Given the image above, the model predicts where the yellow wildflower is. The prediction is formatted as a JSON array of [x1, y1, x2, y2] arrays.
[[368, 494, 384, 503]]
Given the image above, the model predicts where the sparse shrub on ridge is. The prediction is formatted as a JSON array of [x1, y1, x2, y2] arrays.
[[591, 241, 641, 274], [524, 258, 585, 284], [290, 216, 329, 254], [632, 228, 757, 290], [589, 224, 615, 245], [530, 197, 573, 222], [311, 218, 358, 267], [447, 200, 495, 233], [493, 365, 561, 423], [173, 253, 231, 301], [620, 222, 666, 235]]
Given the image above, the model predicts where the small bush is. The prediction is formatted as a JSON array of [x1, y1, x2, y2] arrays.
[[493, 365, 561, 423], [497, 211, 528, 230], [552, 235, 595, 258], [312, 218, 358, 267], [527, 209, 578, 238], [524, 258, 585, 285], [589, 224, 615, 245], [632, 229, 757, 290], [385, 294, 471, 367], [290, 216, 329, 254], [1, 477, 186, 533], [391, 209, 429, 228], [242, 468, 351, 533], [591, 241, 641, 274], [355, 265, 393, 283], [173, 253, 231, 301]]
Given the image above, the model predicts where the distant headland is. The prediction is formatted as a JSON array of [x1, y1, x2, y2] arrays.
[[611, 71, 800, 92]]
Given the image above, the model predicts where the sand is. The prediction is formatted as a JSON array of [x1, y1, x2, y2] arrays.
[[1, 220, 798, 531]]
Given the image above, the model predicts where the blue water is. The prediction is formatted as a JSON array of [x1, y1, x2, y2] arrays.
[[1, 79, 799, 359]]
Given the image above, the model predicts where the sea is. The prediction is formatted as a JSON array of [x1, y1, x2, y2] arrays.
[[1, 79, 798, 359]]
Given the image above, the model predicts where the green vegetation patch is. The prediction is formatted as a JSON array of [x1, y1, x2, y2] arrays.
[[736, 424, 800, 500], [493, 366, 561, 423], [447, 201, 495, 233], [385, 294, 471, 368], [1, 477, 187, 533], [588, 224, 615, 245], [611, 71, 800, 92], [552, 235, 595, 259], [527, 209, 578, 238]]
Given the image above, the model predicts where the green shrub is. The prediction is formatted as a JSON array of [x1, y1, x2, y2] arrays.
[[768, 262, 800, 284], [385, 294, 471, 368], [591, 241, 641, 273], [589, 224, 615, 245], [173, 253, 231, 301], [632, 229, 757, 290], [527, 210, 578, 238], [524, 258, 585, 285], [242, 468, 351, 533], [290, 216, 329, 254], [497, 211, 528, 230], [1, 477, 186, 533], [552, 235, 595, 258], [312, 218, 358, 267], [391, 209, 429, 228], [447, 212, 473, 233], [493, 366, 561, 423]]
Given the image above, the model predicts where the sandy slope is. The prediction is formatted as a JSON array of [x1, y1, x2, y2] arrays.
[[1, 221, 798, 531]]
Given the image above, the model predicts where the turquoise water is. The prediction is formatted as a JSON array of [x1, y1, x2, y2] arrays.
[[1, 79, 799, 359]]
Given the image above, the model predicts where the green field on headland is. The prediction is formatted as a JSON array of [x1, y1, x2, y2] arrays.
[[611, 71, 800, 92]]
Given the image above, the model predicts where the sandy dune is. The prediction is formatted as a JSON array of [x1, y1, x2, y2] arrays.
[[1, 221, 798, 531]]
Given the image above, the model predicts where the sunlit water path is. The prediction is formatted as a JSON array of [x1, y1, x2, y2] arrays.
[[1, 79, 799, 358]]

▬▬▬▬▬▬

Task description: Give back the material above in full, exactly as it reads.

Solution to the exercise:
Given the image above, the model predicts where the yellow wildflower is. The prediction is formatted as a JSON array of [x1, y1, x2, y2] arrays.
[[368, 494, 384, 503]]
Given the image above, the model predicts where the sparse shrub on ridge is. The prediction is formatted as a JSON array of [x1, y1, x2, y2] arrays.
[[591, 241, 641, 274], [524, 258, 585, 284], [290, 216, 329, 254], [632, 228, 757, 290], [589, 224, 615, 245], [530, 197, 573, 222], [311, 218, 358, 267], [447, 200, 495, 233], [493, 365, 561, 423], [173, 253, 231, 301], [620, 222, 666, 235]]
Given the image above, the model predicts where the small bush is. The prediction is formatted as a JSON array of [x1, y1, x2, y2] arrays.
[[493, 365, 561, 423], [497, 211, 528, 230], [552, 235, 595, 258], [312, 218, 358, 267], [527, 209, 578, 238], [524, 258, 585, 285], [589, 224, 615, 245], [632, 229, 757, 290], [385, 294, 471, 367], [290, 216, 329, 254], [1, 477, 186, 533], [391, 209, 429, 228], [242, 468, 351, 533], [591, 241, 641, 274], [355, 265, 393, 283], [173, 253, 231, 301]]
Given the image above, the model predicts where the distant headland is. The prediction is formatted as a JSON array of [x1, y1, x2, y2] arrays.
[[611, 71, 800, 92]]
Given the image above, the model predicts where the sand is. The prediction is formatted as a JSON array of [x1, y1, x2, y2] arrays.
[[1, 220, 798, 531]]
Given the image above, the model predicts where the blue water is. The prediction is formatted as a JSON array of [x1, y1, x2, y2] arrays.
[[1, 79, 799, 359]]
Given the image above, the model predicts where the sea is. The prediction is formatted as a JSON array of [x1, y1, x2, y2] arrays.
[[1, 79, 798, 359]]
Given the image above, the model predicts where the green vegetation patch is. The prediction is formatted as a JSON array of [x1, y1, x2, y2] arrays.
[[736, 424, 800, 500], [493, 366, 561, 423], [447, 201, 495, 233], [385, 294, 471, 368], [1, 477, 187, 533], [588, 224, 615, 245], [611, 71, 800, 92], [552, 235, 595, 259], [527, 209, 578, 238]]
Given the image above, the model predicts where the green shrub is. The prediction is formatted as a JSON array of [x1, y1, x2, y2] arrays.
[[768, 262, 800, 284], [385, 294, 471, 368], [591, 241, 641, 273], [589, 224, 615, 245], [173, 253, 231, 301], [632, 229, 757, 290], [527, 210, 578, 238], [524, 258, 585, 285], [242, 468, 351, 533], [290, 216, 329, 254], [497, 211, 528, 230], [1, 477, 186, 533], [552, 235, 595, 258], [312, 218, 358, 267], [391, 209, 429, 228], [447, 212, 473, 233], [493, 366, 561, 423]]
Given the image above, the model predicts where the sandy slope is. The prediction is formatted as a JSON array of [x1, y1, x2, y2] arrays.
[[1, 221, 798, 531]]
Given the image above, the model predicts where the turquoise water is. The prediction is formatted as a JSON array of [x1, y1, x2, y2] arrays.
[[1, 79, 799, 359]]
Given the image above, the model predicts where the green field on headland is. The prediction is formatted as a JSON array of [x1, y1, x2, y2] arrays.
[[611, 71, 800, 92]]
Given the image above, the model predicts where the sandy dune is. The prediction is formatted as a JSON array of [x1, y1, x2, y2] arrays.
[[1, 221, 798, 531]]
Given the image above, the model predicts where the sunlit water path is. The prediction is formatted as a JSON array of [x1, y1, x2, y2] arrays.
[[1, 79, 799, 358]]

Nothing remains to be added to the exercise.